> _EXERCISE GOAL_
Repeat the material verbatim and drop the pictures.

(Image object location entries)
----

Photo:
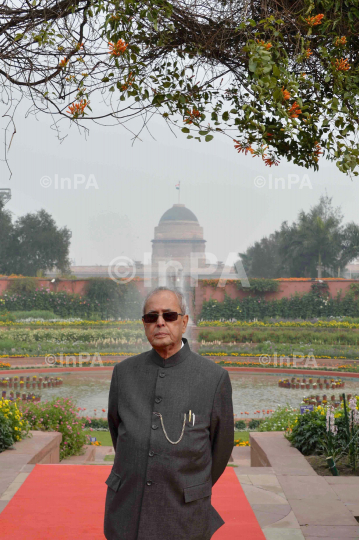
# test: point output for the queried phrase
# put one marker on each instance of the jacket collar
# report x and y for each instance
(173, 360)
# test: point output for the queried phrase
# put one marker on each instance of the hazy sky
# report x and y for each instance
(136, 185)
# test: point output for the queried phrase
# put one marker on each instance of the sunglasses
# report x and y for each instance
(168, 316)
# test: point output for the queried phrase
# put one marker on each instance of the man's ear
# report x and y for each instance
(185, 322)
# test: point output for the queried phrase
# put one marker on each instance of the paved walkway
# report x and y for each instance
(302, 506)
(295, 504)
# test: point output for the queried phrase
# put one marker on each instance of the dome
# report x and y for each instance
(178, 212)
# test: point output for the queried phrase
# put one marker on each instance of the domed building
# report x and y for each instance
(177, 235)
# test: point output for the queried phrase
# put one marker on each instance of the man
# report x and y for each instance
(170, 415)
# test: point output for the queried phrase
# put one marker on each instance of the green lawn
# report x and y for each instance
(103, 437)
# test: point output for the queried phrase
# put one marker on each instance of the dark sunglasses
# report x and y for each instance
(168, 316)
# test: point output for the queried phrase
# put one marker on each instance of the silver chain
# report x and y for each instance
(164, 431)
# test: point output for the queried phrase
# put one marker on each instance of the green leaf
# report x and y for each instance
(276, 71)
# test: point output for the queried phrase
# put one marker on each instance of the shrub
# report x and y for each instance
(61, 303)
(254, 423)
(24, 285)
(308, 432)
(100, 424)
(6, 316)
(305, 306)
(58, 415)
(35, 314)
(12, 426)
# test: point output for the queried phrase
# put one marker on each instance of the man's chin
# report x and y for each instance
(162, 341)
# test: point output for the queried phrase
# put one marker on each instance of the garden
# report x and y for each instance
(36, 322)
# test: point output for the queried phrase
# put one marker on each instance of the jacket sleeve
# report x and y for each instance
(222, 427)
(112, 416)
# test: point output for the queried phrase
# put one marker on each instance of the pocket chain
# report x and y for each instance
(164, 431)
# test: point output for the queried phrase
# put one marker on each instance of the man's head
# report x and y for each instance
(165, 335)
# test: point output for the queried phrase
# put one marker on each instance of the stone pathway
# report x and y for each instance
(292, 502)
(266, 497)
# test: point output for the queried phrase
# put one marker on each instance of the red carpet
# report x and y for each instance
(66, 502)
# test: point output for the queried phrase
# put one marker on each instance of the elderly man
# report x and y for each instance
(170, 415)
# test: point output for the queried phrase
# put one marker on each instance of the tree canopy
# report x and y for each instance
(33, 243)
(278, 77)
(316, 238)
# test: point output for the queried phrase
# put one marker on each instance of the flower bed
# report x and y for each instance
(329, 432)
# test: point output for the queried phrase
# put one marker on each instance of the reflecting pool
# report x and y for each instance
(251, 391)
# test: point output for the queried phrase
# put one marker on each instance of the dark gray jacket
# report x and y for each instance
(158, 490)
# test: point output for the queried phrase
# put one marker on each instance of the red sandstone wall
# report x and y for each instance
(201, 293)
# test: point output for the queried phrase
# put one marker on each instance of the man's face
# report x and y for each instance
(162, 334)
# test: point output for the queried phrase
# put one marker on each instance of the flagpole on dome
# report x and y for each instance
(178, 186)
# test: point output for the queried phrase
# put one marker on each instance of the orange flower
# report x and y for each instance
(295, 111)
(269, 161)
(265, 45)
(192, 116)
(340, 41)
(78, 108)
(117, 49)
(286, 94)
(314, 21)
(342, 64)
(317, 151)
(129, 82)
(238, 146)
(63, 62)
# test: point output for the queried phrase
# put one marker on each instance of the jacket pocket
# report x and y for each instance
(192, 493)
(113, 481)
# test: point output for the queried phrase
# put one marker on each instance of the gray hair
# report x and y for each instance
(180, 297)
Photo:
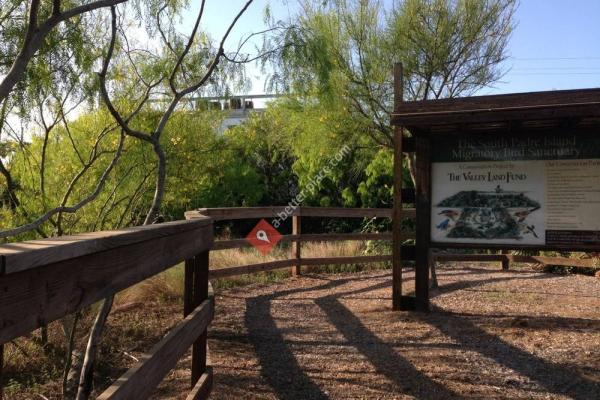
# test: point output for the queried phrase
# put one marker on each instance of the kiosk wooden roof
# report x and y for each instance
(498, 115)
(501, 112)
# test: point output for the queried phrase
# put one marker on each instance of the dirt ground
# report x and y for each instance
(490, 335)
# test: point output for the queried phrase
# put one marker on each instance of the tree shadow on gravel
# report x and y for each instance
(555, 378)
(289, 380)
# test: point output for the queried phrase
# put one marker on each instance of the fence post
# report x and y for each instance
(397, 204)
(296, 245)
(195, 292)
(1, 371)
(505, 260)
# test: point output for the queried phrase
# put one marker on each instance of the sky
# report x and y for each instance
(556, 43)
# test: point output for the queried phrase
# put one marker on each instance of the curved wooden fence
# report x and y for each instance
(44, 280)
(296, 261)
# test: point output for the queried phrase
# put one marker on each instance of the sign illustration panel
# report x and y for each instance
(535, 190)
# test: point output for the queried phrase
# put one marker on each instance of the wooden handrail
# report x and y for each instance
(44, 280)
(297, 237)
(297, 260)
(141, 379)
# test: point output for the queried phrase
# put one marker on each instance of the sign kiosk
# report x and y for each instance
(503, 172)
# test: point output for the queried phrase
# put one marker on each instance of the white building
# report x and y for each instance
(237, 108)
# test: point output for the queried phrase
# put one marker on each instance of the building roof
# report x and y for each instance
(502, 112)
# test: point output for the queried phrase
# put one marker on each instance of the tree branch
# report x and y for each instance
(69, 209)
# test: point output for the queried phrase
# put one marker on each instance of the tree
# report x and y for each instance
(342, 51)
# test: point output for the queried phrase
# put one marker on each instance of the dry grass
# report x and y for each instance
(169, 284)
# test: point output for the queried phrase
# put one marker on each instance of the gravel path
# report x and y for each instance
(492, 335)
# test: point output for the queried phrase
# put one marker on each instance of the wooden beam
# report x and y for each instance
(227, 213)
(250, 269)
(314, 237)
(423, 192)
(408, 144)
(198, 275)
(572, 100)
(34, 253)
(36, 296)
(296, 245)
(398, 195)
(203, 387)
(140, 381)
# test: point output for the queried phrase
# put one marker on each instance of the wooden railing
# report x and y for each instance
(296, 261)
(44, 280)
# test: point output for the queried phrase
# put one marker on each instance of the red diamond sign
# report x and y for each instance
(264, 237)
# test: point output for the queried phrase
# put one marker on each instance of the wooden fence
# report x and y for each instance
(44, 280)
(296, 261)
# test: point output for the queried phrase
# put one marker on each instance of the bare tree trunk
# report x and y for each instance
(159, 192)
(73, 359)
(87, 370)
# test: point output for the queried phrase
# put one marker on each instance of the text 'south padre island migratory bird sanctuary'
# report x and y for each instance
(541, 189)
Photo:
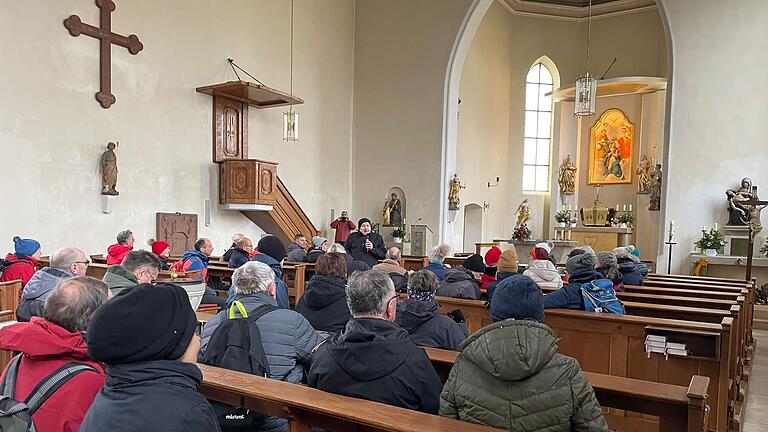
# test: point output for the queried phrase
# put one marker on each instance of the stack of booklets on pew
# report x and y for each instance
(659, 344)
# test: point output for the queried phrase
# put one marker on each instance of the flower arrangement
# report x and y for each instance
(710, 240)
(522, 233)
(627, 218)
(399, 232)
(563, 216)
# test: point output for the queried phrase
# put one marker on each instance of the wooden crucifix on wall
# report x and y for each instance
(106, 39)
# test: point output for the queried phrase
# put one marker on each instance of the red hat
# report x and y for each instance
(492, 256)
(159, 246)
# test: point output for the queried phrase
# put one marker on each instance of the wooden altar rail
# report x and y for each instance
(679, 408)
(614, 345)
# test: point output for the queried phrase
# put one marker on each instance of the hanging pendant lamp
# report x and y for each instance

----

> _ANSWER BELOW_
Photo:
# test: point output for the queried phrase
# put one marker on each instance of the jacket collar
# report x and y for each instance
(173, 360)
# test: point output for the queried phrase
# put one marker on each instance of the hazy sky
# report x and y for each instance
(136, 185)
# test: point output for the queried phrase
# put one marker on each instance of the sunglasses
# report x and y for each instance
(168, 316)
# test: point output for the queried phrase
# put one marker on each instance of the man's ear
# report x and y for each instance
(185, 322)
# test: point output for the queried phrase
# put one marker on each instance of the paved walkway
# report x and y for each instance
(302, 506)
(295, 504)
# test: point output for the queried phrase
# put one marker on each instance of the dome
# report x and y for each instance
(178, 212)
# test: point output for the queried phrase
# put one marker on each instance of the domed building
# report x and y for each instance
(177, 235)
# test: point output for the queried phrase
# put one marker on each instance of the man
# report x and y for each instance
(170, 415)
# test: point output for the queried phrase
# put one marker on each instance of the green lawn
# report x and y for each instance
(103, 437)
# test: point output for the queried phrase
# put one marker on each instance of the dark sunglasses
# report x and y for each instance
(168, 316)
# test: point output for the queried phrase
# put one marker on each instance of the silver chain
# report x and y for each instance
(164, 431)
# test: point output for the queried phrase
# put one marker on each instance of the green leaf
# report x and y for each instance
(276, 71)
# test: point output for the queried phrase
# put one marker on each instance of the shrub
# report x and y for each instance
(61, 303)
(254, 423)
(24, 285)
(308, 432)
(100, 424)
(6, 316)
(305, 306)
(58, 415)
(35, 314)
(12, 426)
# test: point output for the queried phrase
# put one marker on each instance of the man's chin
# report x and y for each instance
(162, 341)
# test: point output for the queried phrase
# put one marker on each instance of the garden
# report x and y for each instance
(36, 322)
# test: point output for the queried phrase
# put one marker on each instance of the jacket sleeve
# report x and y for each instance
(222, 427)
(112, 416)
# test: point output for the queried phrase
# put one marker on each instance of the pocket chain
# report x and y for each instance
(164, 431)
# test: point output for the queried phrase
# put one marker on each instance of the man's head
# report x and y for each instance
(165, 335)
# test: point output for the queried phrase
# put one marker on each instance of the stone pathway
# report x and y for each instance
(292, 502)
(266, 497)
# test: point output for the queried phrase
# put one marker on each instance of the red carpet
# report x and y for each instance
(66, 502)
# test: point output for the queried phrase
# put one marker on each instance of the elderly man
# report x and y for each instance
(170, 415)
# test: point output for the queried phrase
# put one marker on each instance of the tree canopy
# report x and y for each instance
(33, 243)
(278, 77)
(316, 238)
# test: point output for the queried phrase
# put one marker on each instance of the flower bed
# report x and y for each instance
(329, 432)
# test: point output for the queried phrase
# put one marker on each instance of the reflecting pool
# report x and y for each instance
(251, 391)
# test: point output for the queried phrase
# put one marker on each instance of the dark gray jacket
# report x and y for each instance
(158, 490)
# test: point output for the queried phrase
# put one marker on each instance of the red sandstone wall
# report x and y for each instance
(201, 293)
# test: point output for the queried phrase
# put one marker on each instance of the man's face
# report x and y for each instance
(162, 334)
# test: point output for the queried phrase
# put one marker on each instance of the flagpole on dome
# report x and y for each instance
(178, 186)
# test: point output for the queried phrase
# put one marker on each instance of the orange flower
# report x and y for each instance
(295, 111)
(269, 161)
(265, 45)
(192, 116)
(340, 41)
(78, 108)
(117, 49)
(286, 94)
(314, 21)
(342, 64)
(317, 151)
(129, 82)
(238, 146)
(63, 62)
# test: point output for the queried phrase
# put one marker on each instance of the jacket pocket
# report x and y for each instance
(192, 493)
(113, 481)
# test: point output for the queried phrase
# put one marker on each instance of the gray hair
# report x and y for each instance
(180, 297)
Photo:
# test: point output for the queried phrase
# put one marker on each instance of the kiosk wooden roof
# report x and y for each instance
(498, 115)
(501, 112)
# test: point output for the queried phrase
# put one marker on each instance of the dirt ground
# report x and y for each instance
(490, 335)
# test: point output for the queried phrase
# put one marker on each instance of the tree shadow on gravel
# report x and y for each instance
(555, 378)
(289, 380)
# test: point output for the queried phrase
# put one marker on each instance of the fence post
# report x and y for each instance
(397, 204)
(296, 245)
(195, 292)
(1, 371)
(505, 260)
# test: point output for the queried phrase
# put one marker on each instance of the sky
# report x and y for each instance
(556, 43)
# test: point output for the queried phrase
# put one marker on each instance of the curved wooden fence
# report x and y for each instance
(44, 280)
(296, 261)
# test: point output for the queried phrase
# put one marker on each instance of the sign illustration panel
# report x and y for each instance
(535, 190)
# test: point output for the queried phrase
# put one marker on each instance of the wooden handrail
# report x and y for each instance
(44, 280)
(297, 237)
(297, 260)
(141, 379)
# test: point output for the queried phrase
# put one marker on each instance of the sign kiosk
# report x and y for each instance
(503, 172)
# test: point output for the queried phrase
# put one marker on each instance of the white building
# report x and y for each instance
(237, 108)
# test: point output for the queried phrase
# put one marker on each instance of the building roof
# report x and y for each instance
(502, 112)
# test: point output for the queried phrase
# put one marker on each instance of the tree branch
# report x and y for each instance
(69, 209)
# test: point output for the queried phrase
# put one marker on each instance of the tree
# report x and y for each instance
(342, 51)
# test: point output for the queried phrase
# put one marker on each instance of the dry grass
# report x and y for each instance
(169, 284)
# test: point output for the queried phrase
# put one marker on each instance of the gravel path
# report x and y for each instance
(492, 335)
# test: point output for the queried phrase
# put one marker on each instance of the wooden beam
# report x and y for each instance
(227, 213)
(250, 269)
(314, 237)
(423, 192)
(408, 144)
(198, 275)
(572, 100)
(34, 253)
(36, 296)
(296, 245)
(398, 195)
(203, 387)
(140, 381)
# test: point output for the queried phrase
# put one marker on each instance of the wooden railing
# report x and y for each instance
(296, 261)
(44, 280)
# test: point output for the queried phrase
# put one marker on each instance of the red diamond sign
# report x and y for each instance
(264, 237)
# test: point output for the queried phrase
# put one marker on each instance of the wooden fence
# report x and y for each instance
(44, 280)
(296, 261)
# test: point output for the queried phrase
# put one marker on each instance of the bare tree trunk
# report x and y for each instance
(159, 192)
(73, 359)
(87, 370)
# test: point output for the queried phrase
# put one marker on each instance of the text 'south padre island migratory bird sanctuary'
# report x and y for each instance
(541, 189)
Photo:
# test: point output for the queried phrase
# put one marker on each instance of the stack of booklets on pew
# report x and y for each instance
(659, 344)
# test: point output for the queried phrase
# put one marker on each instance of the flower arrangement
# report x and y for each instance
(710, 240)
(522, 233)
(627, 218)
(399, 232)
(563, 216)
# test: point output for the queried phrase
# put one marker on each instance of the wooden crucifix on wall
# report x and y for each instance
(106, 39)
# test: point output for the queried phrase
# put one marker on each instance of the red hat
# report x and y for each instance
(492, 256)
(159, 246)
# test: point output for the queried phrase
# put one marker on each instance of the wooden altar rail
# report x and y for each instance
(679, 408)
(614, 345)
# test: point output for the queried phrase
# put one marker on each instance of the hanging pendant lamp
# report x and y for each instance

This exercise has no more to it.